> EXTRAIT DU DOCUMENT
Par une requête enregistrée sous le n° 19NC01806 le 6 juin 2019, Mme A..., représentée par Me B..., demande à la cour :
1°) d'annuler le jugement du tribunal administratif de Besançon du 21 mai 2019 ;
2°) d'annuler l'arrêté du 5 octobre 2018 par lequel le préfet du Doubs a refusé de lui délivrer un titre de séjour, l'a obligée à quitter le territoire français dans un délai de trente jours et a fixé le pays de renvoi ;
3°) d'enjoindre au préfet du Doubs de lui délivrer, à titre principal, un titre de séjour portant la mention " vie privée et familiale " dans un délai de deux mois suivant la notification de l'arrêt à intervenir et, dans l'attente de la remise effective de ce titre, un récépissé avec droit au travail, dans un délai de 8 jours suivant notification de l'arrêt, et, à titre subsidiaire, une autorisation provisoire de séjour dans un délai de 8 jours suivant la notification de l'arrêt à intervenir, à renouveler en l'attente du réexamen du droit au séjour et sous astreinte de 50 euros par jour de retard à l'expiration de ce délai.
4°) de mettre à la charge de l'Etat le versement à son conseil d'une somme de 1 500 euros en application de l'article L. 761-1 du code de justice administrative et de l'article 37 de la loi du 10 juillet 1991.
Elle soutient que :
- la condition posée par le 1 de l'article L. 313-11 du code de l'entrée et du séjour des étrangers et du droit d'asile, tenant à la circonstance que l'un des parents au moins soit titulaire de la carte de séjour temporaire ou de la carte de résident n'était opposable ni à une demande de renouvellement de la carte de séjour temporaire, ni à un étranger de 19 ans ;
- elle ne se trouvait dans aucune des quatre hypothèses dans lesquelles le préfet peut refuser le renouvellement de la carte de séjour temporaire ;
- par son arrêté, le préfet a abrogé le titre de séjour dont elle était encore en possession, sans invoquer de fraude, ni avoir fait application de la procédure de retrait qui implique le recueil des observations préalables de l'étranger et une information sur son droit d'être assisté ; cette irrégularité prive de base légale l'obligation de quitter le territoire français ;
- l'obligation de quitter le territoire français ne pouvait être prononcée à son égard alors qu'elle était en situation régulière ;
- l'arrêté du préfet porte une atteinte disproportionnée à son droit à la vie privée et familiale, en méconnaissance de l'article 8 de la convention européenne de sauvegarde des droits de l'homme et des libertés fondamentales.

> CONSIGNE A
Relevez toutes les dates complètes (jour, mois et année) qui figurent dans l'extrait.
> CONSIGNE B
Recopiez le passage de l'extrait allant de « 4°) de mettre » jusqu'à « 10 juillet 1991. » inclus.
Les lignes n'ont aucun lien avec l'extrait.

> LISTE DES LIGNES
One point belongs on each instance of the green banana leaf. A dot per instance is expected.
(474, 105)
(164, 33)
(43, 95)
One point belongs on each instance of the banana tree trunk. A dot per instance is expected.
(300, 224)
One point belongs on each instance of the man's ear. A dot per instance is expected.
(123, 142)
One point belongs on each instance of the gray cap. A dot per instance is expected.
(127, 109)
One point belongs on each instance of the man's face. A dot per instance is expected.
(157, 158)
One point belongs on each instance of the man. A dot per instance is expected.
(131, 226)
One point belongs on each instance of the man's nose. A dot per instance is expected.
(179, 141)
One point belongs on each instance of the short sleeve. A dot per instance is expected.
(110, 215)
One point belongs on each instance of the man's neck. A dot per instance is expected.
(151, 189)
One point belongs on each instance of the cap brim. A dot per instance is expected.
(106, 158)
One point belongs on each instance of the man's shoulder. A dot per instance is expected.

> RÉPONSE A
6 juin 2019
21 mai 2019
5 octobre 2018
10 juillet 1991

> RÉPONSE B
4°) de mettre à la charge de l'Etat le versement à son conseil d'une somme de 1 500 euros en application de l'article L. 761-1 du code de justice administrative et de l'article 37 de la loi du 10 juillet 1991.